COFIR Opposes National Insurance Act of 2007
The Coalition Opposed to a Federal Insurance Regulator (COFIR) opposes S. 40, the “National Insurance Act of 2007” (NIA) introduced by Sen. John Sununu (R-N.H.) and Sen. Tim Johnson (D-S.D.)
The insurance industry is sharply divided on the issue of a federal insurance regulator. Proponents would lead you to believe that the industry comes as a united front when, in fact, many associations and companies—and a clear majority of consumers – do not agree with efforts to create a massive new federal bureaucracy far removed from the states and from consumers.
COFIR believes that establishing a new federal bureaucracy in Washington will not benefit consumers. COFIR has conducted surveys of tens of thousands of consumers, and the overwhelming consensus is that centralizing insurance in our nation’s capital is not the answer to issues confronting the insurance marketplace.

[Natural language descriptions of regions]
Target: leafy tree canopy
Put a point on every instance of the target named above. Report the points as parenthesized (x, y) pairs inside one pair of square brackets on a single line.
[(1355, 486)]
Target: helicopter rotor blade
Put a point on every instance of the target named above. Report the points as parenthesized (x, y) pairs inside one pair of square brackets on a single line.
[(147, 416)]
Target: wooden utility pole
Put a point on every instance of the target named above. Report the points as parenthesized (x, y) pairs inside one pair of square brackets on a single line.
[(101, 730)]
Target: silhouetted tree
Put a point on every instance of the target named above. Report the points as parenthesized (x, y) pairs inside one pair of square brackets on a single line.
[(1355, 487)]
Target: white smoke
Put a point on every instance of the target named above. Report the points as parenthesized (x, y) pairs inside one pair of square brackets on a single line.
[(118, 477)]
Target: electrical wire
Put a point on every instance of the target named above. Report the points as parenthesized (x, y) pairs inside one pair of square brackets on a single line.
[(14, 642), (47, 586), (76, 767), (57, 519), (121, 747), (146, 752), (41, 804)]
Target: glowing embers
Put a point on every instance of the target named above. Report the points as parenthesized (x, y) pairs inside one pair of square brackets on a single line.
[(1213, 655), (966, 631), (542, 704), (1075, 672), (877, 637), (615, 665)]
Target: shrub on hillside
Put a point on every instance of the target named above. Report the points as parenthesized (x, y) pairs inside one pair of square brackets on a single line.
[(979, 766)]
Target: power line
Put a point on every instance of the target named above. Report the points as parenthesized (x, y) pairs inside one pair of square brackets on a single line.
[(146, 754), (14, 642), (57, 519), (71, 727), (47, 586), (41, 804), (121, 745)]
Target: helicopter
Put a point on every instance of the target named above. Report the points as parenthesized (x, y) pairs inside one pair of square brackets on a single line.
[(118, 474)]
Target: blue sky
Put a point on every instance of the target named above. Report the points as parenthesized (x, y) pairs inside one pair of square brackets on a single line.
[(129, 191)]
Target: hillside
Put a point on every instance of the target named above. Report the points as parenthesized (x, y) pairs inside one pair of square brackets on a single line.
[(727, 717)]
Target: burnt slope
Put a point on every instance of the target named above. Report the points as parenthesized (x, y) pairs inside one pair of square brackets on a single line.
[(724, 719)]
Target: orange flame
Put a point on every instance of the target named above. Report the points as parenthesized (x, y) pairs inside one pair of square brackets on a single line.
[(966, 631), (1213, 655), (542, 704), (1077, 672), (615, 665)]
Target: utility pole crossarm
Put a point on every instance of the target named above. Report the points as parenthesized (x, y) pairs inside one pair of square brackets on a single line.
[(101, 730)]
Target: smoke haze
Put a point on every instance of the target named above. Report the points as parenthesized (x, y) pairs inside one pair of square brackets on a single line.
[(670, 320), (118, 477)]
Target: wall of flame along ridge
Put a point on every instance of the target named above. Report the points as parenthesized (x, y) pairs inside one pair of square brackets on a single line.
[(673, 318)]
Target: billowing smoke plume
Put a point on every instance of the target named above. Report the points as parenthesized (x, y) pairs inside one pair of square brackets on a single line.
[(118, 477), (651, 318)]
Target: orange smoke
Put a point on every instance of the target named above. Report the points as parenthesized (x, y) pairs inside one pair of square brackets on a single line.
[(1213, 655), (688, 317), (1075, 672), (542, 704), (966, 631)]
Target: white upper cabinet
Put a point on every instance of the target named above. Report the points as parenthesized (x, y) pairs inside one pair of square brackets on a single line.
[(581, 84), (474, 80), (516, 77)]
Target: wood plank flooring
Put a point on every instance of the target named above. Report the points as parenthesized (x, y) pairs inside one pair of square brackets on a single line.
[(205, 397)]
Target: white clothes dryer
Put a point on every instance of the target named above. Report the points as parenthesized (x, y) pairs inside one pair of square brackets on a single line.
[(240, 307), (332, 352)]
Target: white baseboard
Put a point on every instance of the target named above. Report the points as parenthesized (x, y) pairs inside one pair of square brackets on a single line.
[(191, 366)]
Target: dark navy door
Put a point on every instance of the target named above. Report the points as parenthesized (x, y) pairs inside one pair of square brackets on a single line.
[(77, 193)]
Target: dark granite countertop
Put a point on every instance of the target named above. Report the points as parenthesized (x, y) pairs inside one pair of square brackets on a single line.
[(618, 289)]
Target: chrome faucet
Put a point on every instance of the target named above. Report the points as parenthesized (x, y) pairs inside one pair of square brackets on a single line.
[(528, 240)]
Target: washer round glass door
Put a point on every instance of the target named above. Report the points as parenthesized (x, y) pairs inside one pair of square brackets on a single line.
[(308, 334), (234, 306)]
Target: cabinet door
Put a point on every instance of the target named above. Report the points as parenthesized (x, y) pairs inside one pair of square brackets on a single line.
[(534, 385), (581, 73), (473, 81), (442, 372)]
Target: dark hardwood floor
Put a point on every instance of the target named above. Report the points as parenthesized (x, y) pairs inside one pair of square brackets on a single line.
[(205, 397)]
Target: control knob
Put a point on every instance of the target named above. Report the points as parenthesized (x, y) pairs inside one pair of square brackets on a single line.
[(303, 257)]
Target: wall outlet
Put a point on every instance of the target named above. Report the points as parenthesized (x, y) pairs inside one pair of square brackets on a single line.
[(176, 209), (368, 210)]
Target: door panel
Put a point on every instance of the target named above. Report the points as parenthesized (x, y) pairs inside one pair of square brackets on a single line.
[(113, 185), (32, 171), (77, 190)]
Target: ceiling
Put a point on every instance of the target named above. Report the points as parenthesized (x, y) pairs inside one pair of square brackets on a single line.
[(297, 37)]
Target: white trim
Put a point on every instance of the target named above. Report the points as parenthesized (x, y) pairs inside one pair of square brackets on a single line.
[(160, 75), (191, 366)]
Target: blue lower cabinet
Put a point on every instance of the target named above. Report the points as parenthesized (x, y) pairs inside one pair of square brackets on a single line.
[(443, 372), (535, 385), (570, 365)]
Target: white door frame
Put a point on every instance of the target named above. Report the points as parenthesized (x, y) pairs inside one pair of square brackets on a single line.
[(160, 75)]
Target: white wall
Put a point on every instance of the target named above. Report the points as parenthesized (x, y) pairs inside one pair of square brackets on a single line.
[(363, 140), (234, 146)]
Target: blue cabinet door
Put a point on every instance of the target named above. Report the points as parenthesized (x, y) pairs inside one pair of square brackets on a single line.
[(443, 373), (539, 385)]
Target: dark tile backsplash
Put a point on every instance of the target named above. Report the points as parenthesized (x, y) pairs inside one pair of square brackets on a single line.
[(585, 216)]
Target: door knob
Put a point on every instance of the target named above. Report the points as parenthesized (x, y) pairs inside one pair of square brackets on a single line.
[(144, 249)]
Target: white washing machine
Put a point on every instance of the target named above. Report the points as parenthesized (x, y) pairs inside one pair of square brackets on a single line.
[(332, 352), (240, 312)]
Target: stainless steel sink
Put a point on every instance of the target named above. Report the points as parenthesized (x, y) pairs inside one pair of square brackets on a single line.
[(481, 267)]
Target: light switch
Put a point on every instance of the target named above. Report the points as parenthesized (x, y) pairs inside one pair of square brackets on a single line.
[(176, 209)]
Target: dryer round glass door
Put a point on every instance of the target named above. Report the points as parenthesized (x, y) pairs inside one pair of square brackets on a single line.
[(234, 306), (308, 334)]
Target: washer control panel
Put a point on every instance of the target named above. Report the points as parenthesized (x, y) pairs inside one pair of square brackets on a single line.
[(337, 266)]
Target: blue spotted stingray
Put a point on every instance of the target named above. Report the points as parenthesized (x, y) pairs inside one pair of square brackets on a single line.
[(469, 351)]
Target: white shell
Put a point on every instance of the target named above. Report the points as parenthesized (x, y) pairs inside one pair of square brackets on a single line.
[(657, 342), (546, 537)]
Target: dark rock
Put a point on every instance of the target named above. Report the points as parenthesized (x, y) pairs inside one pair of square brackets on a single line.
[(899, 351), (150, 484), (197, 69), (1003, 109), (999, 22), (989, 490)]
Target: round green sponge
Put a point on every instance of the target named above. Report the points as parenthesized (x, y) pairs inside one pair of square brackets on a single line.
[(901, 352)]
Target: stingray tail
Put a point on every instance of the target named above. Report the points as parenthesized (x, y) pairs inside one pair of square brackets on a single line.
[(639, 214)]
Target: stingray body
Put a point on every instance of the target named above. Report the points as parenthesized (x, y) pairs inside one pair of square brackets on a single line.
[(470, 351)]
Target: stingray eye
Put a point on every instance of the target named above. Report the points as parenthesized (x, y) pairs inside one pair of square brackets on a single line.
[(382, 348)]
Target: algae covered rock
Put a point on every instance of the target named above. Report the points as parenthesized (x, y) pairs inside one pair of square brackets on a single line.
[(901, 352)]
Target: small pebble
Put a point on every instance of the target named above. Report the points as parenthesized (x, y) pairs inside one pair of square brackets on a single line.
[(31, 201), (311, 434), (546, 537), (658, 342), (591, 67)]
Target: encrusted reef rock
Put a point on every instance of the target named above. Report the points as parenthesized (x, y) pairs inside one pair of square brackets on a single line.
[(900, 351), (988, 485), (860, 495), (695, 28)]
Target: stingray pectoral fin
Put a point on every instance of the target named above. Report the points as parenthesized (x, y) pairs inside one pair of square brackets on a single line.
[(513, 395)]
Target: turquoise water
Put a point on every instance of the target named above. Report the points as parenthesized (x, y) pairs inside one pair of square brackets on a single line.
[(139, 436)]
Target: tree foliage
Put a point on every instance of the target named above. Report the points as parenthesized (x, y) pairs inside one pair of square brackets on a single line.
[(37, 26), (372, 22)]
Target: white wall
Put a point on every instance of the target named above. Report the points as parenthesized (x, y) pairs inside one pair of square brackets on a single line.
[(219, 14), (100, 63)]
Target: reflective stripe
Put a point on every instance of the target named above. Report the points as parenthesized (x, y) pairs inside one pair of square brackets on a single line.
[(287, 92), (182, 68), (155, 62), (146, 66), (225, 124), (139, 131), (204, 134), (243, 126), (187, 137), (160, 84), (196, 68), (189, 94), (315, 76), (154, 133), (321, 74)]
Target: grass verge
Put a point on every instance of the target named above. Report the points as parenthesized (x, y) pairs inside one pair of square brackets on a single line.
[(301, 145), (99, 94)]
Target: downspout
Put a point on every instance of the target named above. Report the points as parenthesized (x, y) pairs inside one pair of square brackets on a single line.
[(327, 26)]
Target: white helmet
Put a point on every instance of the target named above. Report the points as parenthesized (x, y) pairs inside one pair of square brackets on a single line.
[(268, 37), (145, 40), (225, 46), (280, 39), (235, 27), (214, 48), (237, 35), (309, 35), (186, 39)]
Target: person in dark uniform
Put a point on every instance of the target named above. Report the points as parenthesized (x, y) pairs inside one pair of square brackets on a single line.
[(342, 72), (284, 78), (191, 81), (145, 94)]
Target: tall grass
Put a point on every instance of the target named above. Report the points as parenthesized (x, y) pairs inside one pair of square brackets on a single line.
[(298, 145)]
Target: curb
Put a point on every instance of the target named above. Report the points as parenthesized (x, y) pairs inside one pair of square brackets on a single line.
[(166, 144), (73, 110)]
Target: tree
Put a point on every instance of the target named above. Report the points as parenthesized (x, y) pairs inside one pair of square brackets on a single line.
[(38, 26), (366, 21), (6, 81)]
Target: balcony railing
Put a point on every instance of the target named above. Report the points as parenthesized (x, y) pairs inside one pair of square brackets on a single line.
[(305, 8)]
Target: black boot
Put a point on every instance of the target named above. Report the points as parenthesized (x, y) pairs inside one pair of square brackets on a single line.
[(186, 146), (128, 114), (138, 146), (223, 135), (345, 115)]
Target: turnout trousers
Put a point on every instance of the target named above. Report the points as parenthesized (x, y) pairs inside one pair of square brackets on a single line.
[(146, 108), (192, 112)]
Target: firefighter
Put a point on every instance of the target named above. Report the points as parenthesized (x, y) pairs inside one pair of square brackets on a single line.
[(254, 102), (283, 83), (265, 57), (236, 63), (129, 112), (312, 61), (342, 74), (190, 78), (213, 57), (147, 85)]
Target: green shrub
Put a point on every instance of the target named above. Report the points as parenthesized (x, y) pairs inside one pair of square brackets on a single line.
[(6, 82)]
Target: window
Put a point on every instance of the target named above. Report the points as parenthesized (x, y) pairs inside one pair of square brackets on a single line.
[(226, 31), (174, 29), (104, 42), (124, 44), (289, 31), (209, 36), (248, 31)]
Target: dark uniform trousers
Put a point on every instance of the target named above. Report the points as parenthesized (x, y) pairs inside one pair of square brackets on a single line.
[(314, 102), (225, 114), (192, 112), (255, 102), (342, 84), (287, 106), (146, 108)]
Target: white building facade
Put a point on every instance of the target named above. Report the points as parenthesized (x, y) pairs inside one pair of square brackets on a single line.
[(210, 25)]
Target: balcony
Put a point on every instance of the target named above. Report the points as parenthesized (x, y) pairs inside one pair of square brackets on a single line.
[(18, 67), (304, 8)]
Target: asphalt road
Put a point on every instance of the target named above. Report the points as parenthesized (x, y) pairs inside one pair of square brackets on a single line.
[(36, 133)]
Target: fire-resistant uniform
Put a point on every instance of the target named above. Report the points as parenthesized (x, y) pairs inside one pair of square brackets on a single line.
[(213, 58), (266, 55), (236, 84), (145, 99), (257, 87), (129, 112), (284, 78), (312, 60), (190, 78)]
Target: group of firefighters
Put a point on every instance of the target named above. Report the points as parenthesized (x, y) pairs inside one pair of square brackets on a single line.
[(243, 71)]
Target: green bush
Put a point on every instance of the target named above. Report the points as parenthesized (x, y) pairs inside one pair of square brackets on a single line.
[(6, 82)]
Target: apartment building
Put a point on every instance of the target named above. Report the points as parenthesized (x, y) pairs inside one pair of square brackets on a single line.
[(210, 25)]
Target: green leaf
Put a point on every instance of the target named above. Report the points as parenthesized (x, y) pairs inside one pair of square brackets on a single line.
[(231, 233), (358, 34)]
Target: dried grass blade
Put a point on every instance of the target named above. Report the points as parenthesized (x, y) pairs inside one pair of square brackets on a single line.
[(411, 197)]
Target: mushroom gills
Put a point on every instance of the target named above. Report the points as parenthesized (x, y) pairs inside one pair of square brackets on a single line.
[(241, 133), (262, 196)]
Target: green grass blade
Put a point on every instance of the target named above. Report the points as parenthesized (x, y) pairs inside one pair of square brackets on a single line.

■ **ACTIVITY**: Summarize the COFIR statement in two sentences. Work only from the COFIR statement.

■ **RESULT FOR THIS EXERCISE**: The Coalition Opposed to a Federal Insurance Regulator (COFIR) opposes S. 40, the "National Insurance Act of 2007," introduced by Sen. John Sununu and Sen. Tim Johnson. It states that the insurance industry is sharply divided on a federal regulator and, citing its surveys of tens of thousands of consumers, holds that a new federal bureaucracy in Washington would not benefit consumers.